TEXTO DE ORIGEM:
____________________

Carta a Menina
São Paulo 27 de março de 2021
Querida Rita,
Sempre me lembro da gente:
Duas meninas de 5 anos brincando no quintal, de dançar. Foi nesta brincadeira que encontrei a dança a primeira vez e com ela a potência do que isso me causava. Um movimento ingênuo e espontâneo, mas uma imediata mudança de estado corporal. Uma espécie de epifania que encontrei de forma intuitiva.
Como as palavras não saiam de minha boca, elas atravessavam meu corpo, um tanto carregada de energia e intensidades.
Considero minha primeira performance em 1970, com você.
Anos depois fui redescoberta por um professor bailarino Armando Duarte da Cia. Cisne Negro. Foi num evento de final de ano, ao dançar sua coreografia de jazz moderno. Já tinha meus 14 anos. Uma transformação completa ocorreu. Não era a garota tímida aquela que dançava.

____________________

ITENS DO CONJUNTO:

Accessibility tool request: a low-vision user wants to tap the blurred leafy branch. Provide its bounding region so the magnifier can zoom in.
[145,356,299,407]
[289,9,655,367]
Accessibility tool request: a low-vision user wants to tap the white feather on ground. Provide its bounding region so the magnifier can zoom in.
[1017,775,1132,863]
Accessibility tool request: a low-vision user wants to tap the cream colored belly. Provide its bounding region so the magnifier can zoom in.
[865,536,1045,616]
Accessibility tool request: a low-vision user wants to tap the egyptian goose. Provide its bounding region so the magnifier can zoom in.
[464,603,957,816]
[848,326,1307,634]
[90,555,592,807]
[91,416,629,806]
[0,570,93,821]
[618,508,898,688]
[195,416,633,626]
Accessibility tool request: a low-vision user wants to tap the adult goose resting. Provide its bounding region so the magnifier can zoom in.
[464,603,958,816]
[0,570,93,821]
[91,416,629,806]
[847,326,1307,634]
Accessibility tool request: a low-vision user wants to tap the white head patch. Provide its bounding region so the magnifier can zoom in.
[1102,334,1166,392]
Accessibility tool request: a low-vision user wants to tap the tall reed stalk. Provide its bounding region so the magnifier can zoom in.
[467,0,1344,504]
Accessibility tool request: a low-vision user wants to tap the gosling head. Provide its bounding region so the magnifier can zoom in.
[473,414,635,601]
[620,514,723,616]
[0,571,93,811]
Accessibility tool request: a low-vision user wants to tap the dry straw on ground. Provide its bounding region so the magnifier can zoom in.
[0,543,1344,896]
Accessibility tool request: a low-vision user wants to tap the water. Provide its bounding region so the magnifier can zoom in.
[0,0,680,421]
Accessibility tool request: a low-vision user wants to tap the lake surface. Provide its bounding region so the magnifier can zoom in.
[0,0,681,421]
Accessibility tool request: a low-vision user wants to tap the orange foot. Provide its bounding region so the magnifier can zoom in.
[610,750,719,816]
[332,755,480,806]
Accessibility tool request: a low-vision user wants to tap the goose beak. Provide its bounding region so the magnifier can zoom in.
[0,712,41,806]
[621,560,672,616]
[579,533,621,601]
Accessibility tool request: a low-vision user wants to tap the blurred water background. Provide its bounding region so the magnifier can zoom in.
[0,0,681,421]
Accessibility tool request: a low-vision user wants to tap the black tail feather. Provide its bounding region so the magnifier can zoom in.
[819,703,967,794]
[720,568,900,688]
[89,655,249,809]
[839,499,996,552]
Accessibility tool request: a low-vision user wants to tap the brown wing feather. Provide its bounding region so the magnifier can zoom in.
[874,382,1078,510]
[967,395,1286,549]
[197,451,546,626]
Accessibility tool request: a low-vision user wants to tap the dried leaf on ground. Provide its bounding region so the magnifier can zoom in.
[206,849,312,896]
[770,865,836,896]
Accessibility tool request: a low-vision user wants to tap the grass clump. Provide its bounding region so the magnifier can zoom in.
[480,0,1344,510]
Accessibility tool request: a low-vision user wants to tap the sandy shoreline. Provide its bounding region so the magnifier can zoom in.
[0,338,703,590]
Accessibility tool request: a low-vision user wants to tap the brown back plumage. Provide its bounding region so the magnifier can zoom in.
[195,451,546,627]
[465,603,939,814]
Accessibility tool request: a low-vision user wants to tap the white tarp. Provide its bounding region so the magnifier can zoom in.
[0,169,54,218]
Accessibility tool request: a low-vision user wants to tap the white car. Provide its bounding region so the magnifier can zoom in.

____________________

PARTES DO EXERCÍCIO:
a) Transcreva da carta o trecho que começa nas palavras "Carta a Menina" e termina após "de forma intuitiva.".
b) Responda, com base na carta:
(i) Em que cidade e em que data a carta foi escrita?
(ii) Que idade tinha quem escreve quando foi redescoberta pelo professor bailarino?
(iii) A que companhia pertencia o professor Armando Duarte?
c) Enumere todos os nomes de pessoas, lugares e companhias que aparecem na carta.
Os itens não têm qualquer papel nesta atividade.

RESPOSTAS EM ORDEM:
a)
Carta a Menina
São Paulo 27 de março de 2021
Querida Rita,
Sempre me lembro da gente:
Duas meninas de 5 anos brincando no quintal, de dançar. Foi nesta brincadeira que encontrei a dança a primeira vez e com ela a potência do que isso me causava. Um movimento ingênuo e espontâneo, mas uma imediata mudança de estado corporal. Uma espécie de epifania que encontrei de forma intuitiva.

b)
(i) Em São Paulo, em 27 de março de 2021.
(ii) 14 anos.
(iii) À Cia. Cisne Negro.

c) São Paulo; Rita; Armando Duarte; Cia. Cisne Negro